= Material provided =
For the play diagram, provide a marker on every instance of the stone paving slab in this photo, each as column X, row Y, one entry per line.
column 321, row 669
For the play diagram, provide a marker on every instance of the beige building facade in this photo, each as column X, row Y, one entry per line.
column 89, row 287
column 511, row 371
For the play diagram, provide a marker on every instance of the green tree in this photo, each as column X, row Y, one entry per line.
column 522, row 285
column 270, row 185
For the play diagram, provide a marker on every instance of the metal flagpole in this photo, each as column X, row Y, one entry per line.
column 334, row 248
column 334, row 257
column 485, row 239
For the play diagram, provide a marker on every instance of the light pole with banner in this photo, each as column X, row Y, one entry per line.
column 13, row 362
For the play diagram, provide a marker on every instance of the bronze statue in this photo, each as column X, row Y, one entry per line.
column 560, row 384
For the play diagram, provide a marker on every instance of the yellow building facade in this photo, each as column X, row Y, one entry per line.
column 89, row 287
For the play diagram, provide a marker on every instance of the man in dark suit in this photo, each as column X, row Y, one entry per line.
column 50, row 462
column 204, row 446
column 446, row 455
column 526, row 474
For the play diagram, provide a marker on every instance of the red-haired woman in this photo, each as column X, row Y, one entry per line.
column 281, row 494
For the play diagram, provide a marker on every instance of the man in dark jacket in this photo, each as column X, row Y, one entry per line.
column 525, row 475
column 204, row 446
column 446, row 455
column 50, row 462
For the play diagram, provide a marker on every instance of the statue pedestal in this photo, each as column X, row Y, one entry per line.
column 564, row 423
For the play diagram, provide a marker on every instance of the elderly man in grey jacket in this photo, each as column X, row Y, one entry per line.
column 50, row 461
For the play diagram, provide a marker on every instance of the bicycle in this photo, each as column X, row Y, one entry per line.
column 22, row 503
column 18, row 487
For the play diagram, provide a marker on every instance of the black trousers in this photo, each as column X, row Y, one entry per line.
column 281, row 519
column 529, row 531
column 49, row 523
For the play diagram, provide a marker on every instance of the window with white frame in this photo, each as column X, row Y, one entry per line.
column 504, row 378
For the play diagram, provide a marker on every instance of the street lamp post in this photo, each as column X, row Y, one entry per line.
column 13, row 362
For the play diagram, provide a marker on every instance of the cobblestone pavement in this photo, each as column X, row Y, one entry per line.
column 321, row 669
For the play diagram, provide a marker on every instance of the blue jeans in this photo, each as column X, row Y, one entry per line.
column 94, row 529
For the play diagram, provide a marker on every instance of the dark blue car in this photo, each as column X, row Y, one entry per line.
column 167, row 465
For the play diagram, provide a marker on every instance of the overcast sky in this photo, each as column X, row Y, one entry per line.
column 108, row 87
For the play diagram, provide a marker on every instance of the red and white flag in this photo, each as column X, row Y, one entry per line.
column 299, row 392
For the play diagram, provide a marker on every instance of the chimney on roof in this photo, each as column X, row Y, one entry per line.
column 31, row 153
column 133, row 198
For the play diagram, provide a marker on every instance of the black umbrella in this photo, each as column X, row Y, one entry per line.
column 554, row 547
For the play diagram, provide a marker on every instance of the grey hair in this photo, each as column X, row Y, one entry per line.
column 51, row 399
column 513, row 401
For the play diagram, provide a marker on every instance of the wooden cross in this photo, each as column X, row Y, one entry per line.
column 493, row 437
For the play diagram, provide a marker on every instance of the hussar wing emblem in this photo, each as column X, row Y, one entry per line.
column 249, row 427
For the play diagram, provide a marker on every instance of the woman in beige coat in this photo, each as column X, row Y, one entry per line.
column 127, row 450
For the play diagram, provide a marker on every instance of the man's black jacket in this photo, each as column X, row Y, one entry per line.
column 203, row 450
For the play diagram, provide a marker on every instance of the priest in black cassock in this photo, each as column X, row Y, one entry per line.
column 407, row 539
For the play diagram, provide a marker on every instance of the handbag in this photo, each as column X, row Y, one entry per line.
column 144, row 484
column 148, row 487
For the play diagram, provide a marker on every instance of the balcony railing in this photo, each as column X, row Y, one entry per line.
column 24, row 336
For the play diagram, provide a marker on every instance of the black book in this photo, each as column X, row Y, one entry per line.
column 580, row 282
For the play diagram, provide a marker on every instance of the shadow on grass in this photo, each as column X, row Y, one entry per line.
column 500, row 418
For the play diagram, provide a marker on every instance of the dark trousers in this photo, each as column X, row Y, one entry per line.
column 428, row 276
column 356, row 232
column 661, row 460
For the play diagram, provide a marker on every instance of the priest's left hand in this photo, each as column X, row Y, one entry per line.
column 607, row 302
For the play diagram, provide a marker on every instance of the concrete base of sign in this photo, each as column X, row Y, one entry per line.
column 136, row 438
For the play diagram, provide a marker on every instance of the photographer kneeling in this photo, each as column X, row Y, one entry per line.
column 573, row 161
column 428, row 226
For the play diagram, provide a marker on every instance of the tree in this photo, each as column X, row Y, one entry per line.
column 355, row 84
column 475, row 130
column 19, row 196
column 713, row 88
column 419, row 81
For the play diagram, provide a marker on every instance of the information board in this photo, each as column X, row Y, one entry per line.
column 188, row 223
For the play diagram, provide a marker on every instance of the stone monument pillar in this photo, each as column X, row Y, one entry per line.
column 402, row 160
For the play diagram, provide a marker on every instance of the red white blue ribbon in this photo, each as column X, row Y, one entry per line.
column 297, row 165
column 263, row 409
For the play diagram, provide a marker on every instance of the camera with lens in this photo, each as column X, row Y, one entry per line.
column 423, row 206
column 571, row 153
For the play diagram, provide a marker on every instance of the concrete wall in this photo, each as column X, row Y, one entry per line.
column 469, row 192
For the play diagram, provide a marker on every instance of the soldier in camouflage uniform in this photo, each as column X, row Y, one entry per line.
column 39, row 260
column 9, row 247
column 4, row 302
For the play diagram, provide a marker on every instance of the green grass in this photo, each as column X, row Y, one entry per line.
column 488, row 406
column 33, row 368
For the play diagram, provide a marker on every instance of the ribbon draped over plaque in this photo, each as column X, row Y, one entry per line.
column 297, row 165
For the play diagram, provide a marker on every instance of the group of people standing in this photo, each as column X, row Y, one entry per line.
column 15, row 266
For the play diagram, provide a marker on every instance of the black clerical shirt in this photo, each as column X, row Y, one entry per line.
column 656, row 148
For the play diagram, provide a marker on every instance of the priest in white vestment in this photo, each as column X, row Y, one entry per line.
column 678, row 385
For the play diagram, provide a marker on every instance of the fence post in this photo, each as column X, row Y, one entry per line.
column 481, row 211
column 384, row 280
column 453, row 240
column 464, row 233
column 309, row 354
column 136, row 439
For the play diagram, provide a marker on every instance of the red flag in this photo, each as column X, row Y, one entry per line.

= Stated problem =
Turn every line of the entries above into a numbered list, omitting any blank lines.

= Correct result =
1. For the play diagram, provide a marker on every instance of the stone paving slab in this photo, each as column X, row Y, one entry per line.
2. column 321, row 669
3. For the play diagram, provide a marker on every instance of the beige building facade in this photo, each as column X, row Y, one entry per line.
4. column 89, row 287
5. column 511, row 371
6. For the play diagram, provide a marker on every instance of the green tree in this photo, each as column X, row Y, one entry per line.
7. column 522, row 285
8. column 270, row 185
9. For the play diagram, provide a marker on every instance of the metal flagpole in this photo, each as column X, row Y, one entry per line.
10. column 334, row 248
11. column 334, row 257
12. column 485, row 239
13. For the play diagram, provide a marker on every instance of the light pole with banner in this photo, each as column X, row Y, one entry per line.
14. column 13, row 362
15. For the play diagram, provide a marker on every instance of the bronze statue in this photo, each as column X, row Y, one entry per line.
16. column 560, row 384
17. For the play diagram, provide a marker on every instance of the yellow building facade in this photo, each as column X, row Y, one entry per line.
18. column 89, row 287
19. For the play diagram, provide a marker on every instance of the man in dark suit in this photo, each as column X, row Y, one entry per line.
20. column 50, row 462
21. column 204, row 446
22. column 446, row 455
23. column 526, row 474
24. For the play diagram, provide a marker on every instance of the red-haired woman in this photo, each as column X, row Y, one entry per line.
25. column 281, row 494
26. For the play diagram, provide a marker on every instance of the man in dark jacket in this photo, each as column X, row Y, one entry per line.
27. column 525, row 475
28. column 204, row 446
29. column 446, row 455
30. column 50, row 462
31. For the play diagram, provide a marker on every instance of the statue pedestal in this photo, each as column X, row Y, one entry per line.
32. column 564, row 423
33. For the play diagram, provide a marker on every instance of the elderly man in grey jacket in this photo, each as column X, row Y, one entry per line.
34. column 50, row 461
35. For the play diagram, provide a marker on every instance of the bicycle in this photo, each as column X, row Y, one entry per line.
36. column 22, row 503
37. column 18, row 487
38. For the play diagram, provide a marker on every instance of the black trousers in this photo, each as column X, row Y, one entry per line.
39. column 281, row 519
40. column 529, row 531
41. column 49, row 523
42. For the play diagram, provide a marker on every instance of the window with white frame in this photo, each as column X, row Y, one entry per line.
43. column 504, row 378
44. For the play diagram, provide a marker on every instance of the street lamp post in this photo, each as column X, row Y, one entry per line.
45. column 13, row 362
46. For the play diagram, provide a marker on every instance of the cobblestone pavement in this photo, each as column X, row Y, one entry per line.
47. column 321, row 669
48. For the play diagram, provide a marker on every instance of the blue jeans in this photo, each as column X, row Y, one entry per line.
49. column 94, row 529
50. For the play diagram, provide a marker on every instance of the dark blue car in this photo, each as column X, row Y, one entry per line.
51. column 167, row 465
52. For the play diagram, provide a marker on every instance of the overcast sky in this photo, each as column X, row Y, one entry per line.
53. column 108, row 87
54. For the play diagram, provide a marker on every instance of the red and white flag in this photo, each as column X, row Y, one entry per line.
55. column 299, row 392
56. For the play diagram, provide a marker on every instance of the chimney on roof in this photo, each as column X, row Y, one entry per line.
57. column 31, row 153
58. column 133, row 198
59. For the play diagram, provide a marker on every instance of the black umbrella in this photo, each as column X, row Y, one entry per line.
60. column 554, row 547
61. For the play diagram, provide a marker on every instance of the grey hair in this photo, each as column X, row Y, one entry per line.
62. column 51, row 399
63. column 513, row 401
64. For the play diagram, provide a marker on every instance of the wooden cross in this photo, each as column X, row Y, one entry per line.
65. column 493, row 437
66. For the play diagram, provide a marker on every instance of the hussar wing emblem in this photo, each as column X, row Y, one entry per line.
67. column 249, row 427
68. For the play diagram, provide a marker on every instance of the woman in beige coat in this photo, each as column X, row Y, one entry per line.
69. column 127, row 450
70. For the play diagram, provide a marker on every instance of the man's black jacket in this photo, each as column X, row Y, one entry per line.
71. column 203, row 450
72. For the play diagram, provide a marker on every instance of the priest in black cassock in this photo, each as column X, row Y, one entry per line.
73. column 407, row 539
74. For the play diagram, provide a marker on every instance of the handbag in this photo, each as column X, row Y, one entry per line.
75. column 144, row 484
76. column 148, row 487
77. For the play diagram, provide a marker on every instance of the balcony railing in this photo, each as column X, row Y, one entry per line.
78. column 24, row 336
79. For the play diagram, provide a marker on every instance of the black book in this photo, each as column X, row Y, one entry per line.
80. column 580, row 282
81. For the play diagram, provide a marker on every instance of the shadow on grass in this photo, each as column X, row Y, one entry per line.
82. column 500, row 418
83. For the play diagram, provide a marker on every instance of the dark trousers in this photo, each as column X, row Y, one entry per line.
84. column 428, row 276
85. column 356, row 232
86. column 661, row 460
87. For the play diagram, provide a marker on every instance of the priest's left hand in this photo, each as column X, row Y, one entry per line.
88. column 607, row 302
89. For the play diagram, provide a marker on every instance of the concrete base of sign in this photo, each as column X, row Y, one entry per line.
90. column 136, row 438
91. For the play diagram, provide a marker on every instance of the photographer kneeling in this photo, each as column X, row Y, one entry per line.
92. column 573, row 161
93. column 428, row 226
94. For the play diagram, provide a marker on every instance of the tree in this photo, each as column X, row Y, one entry per line.
95. column 355, row 84
96. column 475, row 130
97. column 19, row 196
98. column 713, row 88
99. column 419, row 81
100. For the play diagram, provide a marker on every instance of the information board in this photo, each as column X, row Y, one entry per line.
101. column 188, row 223
102. For the play diagram, provide a marker on every instance of the stone monument pillar in this photo, each as column X, row Y, one entry per line.
103. column 402, row 160
104. For the play diagram, provide a marker on every instance of the red white blue ribbon in this photo, each as column X, row Y, one entry per line.
105. column 297, row 165
106. column 263, row 409
107. For the play diagram, provide a marker on every instance of the camera with lens in this photo, each as column X, row Y, one entry per line.
108. column 423, row 206
109. column 571, row 153
110. For the play diagram, provide a marker on every instance of the concrete wall in this photo, each as column X, row Y, one entry per line.
111. column 469, row 192
112. For the play diagram, provide a marker on every instance of the soldier in camouflage uniform in this photo, each as column X, row Y, one entry per line.
113. column 39, row 260
114. column 9, row 247
115. column 4, row 302
116. For the play diagram, provide a marker on every instance of the green grass in this photo, each as column X, row Y, one entry per line.
117. column 488, row 406
118. column 33, row 368
119. For the play diagram, provide a marker on every instance of the ribbon draped over plaque in this photo, each as column X, row Y, one entry per line.
120. column 297, row 165
121. For the play diagram, provide a marker on every instance of the group of people standing in this photo, each as column X, row Y, one entry per line.
122. column 15, row 266
123. For the play diagram, provide a marker on every instance of the black clerical shirt in this photo, each as column X, row Y, one entry per line.
124. column 656, row 148
125. For the play diagram, provide a marker on every instance of the priest in white vestment in this photo, each as column X, row Y, one entry per line.
126. column 678, row 385
127. For the play diagram, provide a marker on every instance of the fence post in this photo, each as column X, row Y, one entry per line.
128. column 481, row 211
129. column 384, row 280
130. column 453, row 240
131. column 464, row 233
132. column 309, row 354
133. column 136, row 439
134. For the play diagram, provide a marker on every instance of the red flag in this photo, each as column X, row Y, one entry per line.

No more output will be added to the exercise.